Extract START

Oxide Heterostructures for Efficient Solar Cells
Authors: Elias Assmann1, Peter Blaha2, Robert Laskowski2, Karsten Held1, Satoshi Okamoto3, Giorgio Sangiovanni1,4
1Institute of Solid State Physics, Vienna University of Technology, Austria
2Institute of Materials Chemistry, Vienna University of Technology, Austria
3Materials Science and Technology Division, Oak Ridge National Laboratory, USA
4Institut fuer Theoretische Physik und Astrophysik, Universitaet Wuerzburg, Germany
Sunlight is a very promising source of renewable energy, but a number of "structural'' upper bounds limit the efficiency of solar cells in principle and in practice. The most important effect concerns the band gap of the absorber material: Those photons with energy smaller than the gap cannot be absorbed and are wasted. At the same time, relaxation effects come into play, and energy in excess of the gap is released to the lattice by the electrons and holes excited by photons. Including further losses from smaller effects like black-body radiation and radiative recombination, the efficiency of single-junction solar cells is limited to about 34%, a number known as the Shockley-Queisser limit [1,2].
However, considering the scale of solar cell production and of global photovoltaic installations , even small improvements on the final efficiency of the devices have a huge economical and environmental impact and are intensively pursued by industry. In particular, a big effort concentrates on the reduction of the so-called Shockley-Read-Hall electron-hole recombination due to "trap'' states provided by lattice defects and, in general, of any other intrinsic mechanism opposing electron-hole separation.
Working to achieve higher efficiencies, the community is on the one hand trying to further optimize established technologies, such as those based on crystalline silicon, but on the other hand the search for new, more efficient absorber materials goes on.
Oxide heterostructures are artificial crystals combining different materials. The excitement about them stems from the fact that, using techniques such as pulsed laser deposition (PLD) or molecular beam epitaxy (MBE), scientists can combine a wide range of different compounds with atomic precision like Lego blocks. A ground-breaking discovery was made a decade ago by Ohtomo and Hwang [5,6]: The interface between the insulators SrTiO3 and LaAlO3 can be conducting. Thereafter, an intense research concentrated on layered oxide heterostructures. The aim has been not only to engender new physical effects that are absent in the constituent bulk materials, but also to design tailor-made materials and tune specific properties for desired functionalities.

Extract END
Data shown START

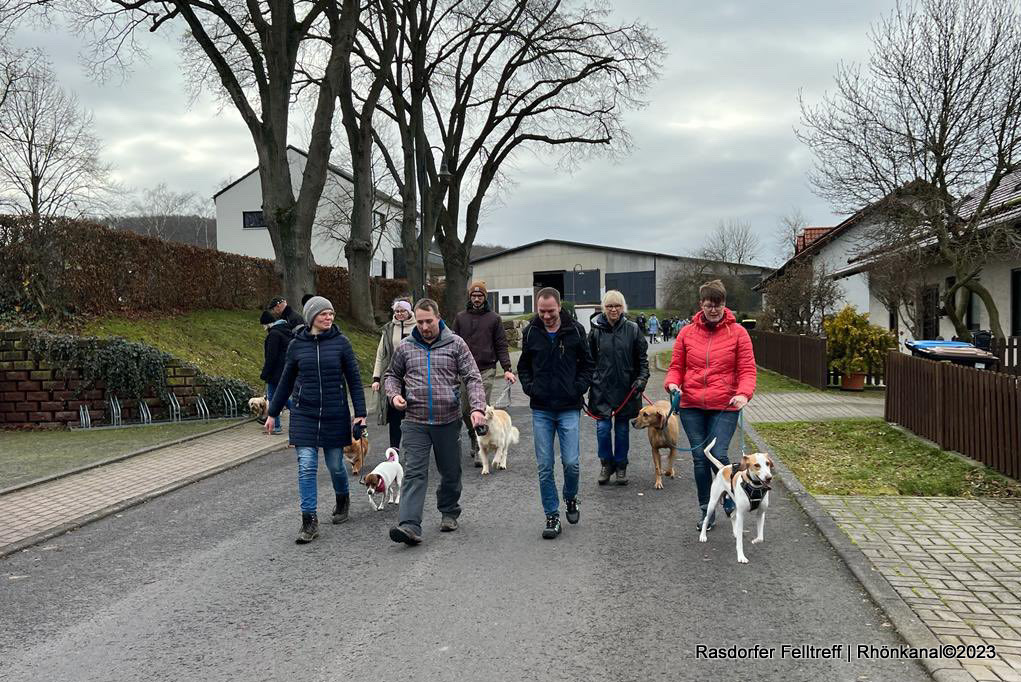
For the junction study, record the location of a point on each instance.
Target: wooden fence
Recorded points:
(972, 411)
(800, 357)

Data shown END

Continue the article on oxide heterostructures for efficient solar cells, starting after its final paragraph.

→ **Exercise result**
As pointed out by one of us , if materials with partially filled d-shells are involved, this flexibility becomes even stronger and therefore potentially more useful. Electrons in d and f shells are strongly correlated, i.e. their mutual interaction effects cannot be described within the standard framework of band-structure theory. Materials containing electrons of this kind often display very pronounced responses to external perturbations, even if these are small. This makes them ideal for use in tailor-made devices. For instance, it is well known that in some bulk oxide materials, like for example V2O3, a tiny change in external pressure triggers a first-order transition between a metallic and a Mott insulating phase, i.e. a phase in which electrons are localized because of strong mutual repulsion.
Lanthanum vanadate, the active material in the LaVO3|SrTiO3 heterostructure that we consider here, is such a strongly correlated material. Our proposal rests on four key points, which we back up in the paper  by ab-initio calculations based on Density Functional Theory (DFT):
1) The heterostructure intrinsically develops a large electric field (about 0.3 eV per atomic layer, or in more familiar units: 8 million Volts per centimeter) which will drive negatively charged electrons and positively charged holes in opposite directions, inhibiting their recombination and the losses associated therewith.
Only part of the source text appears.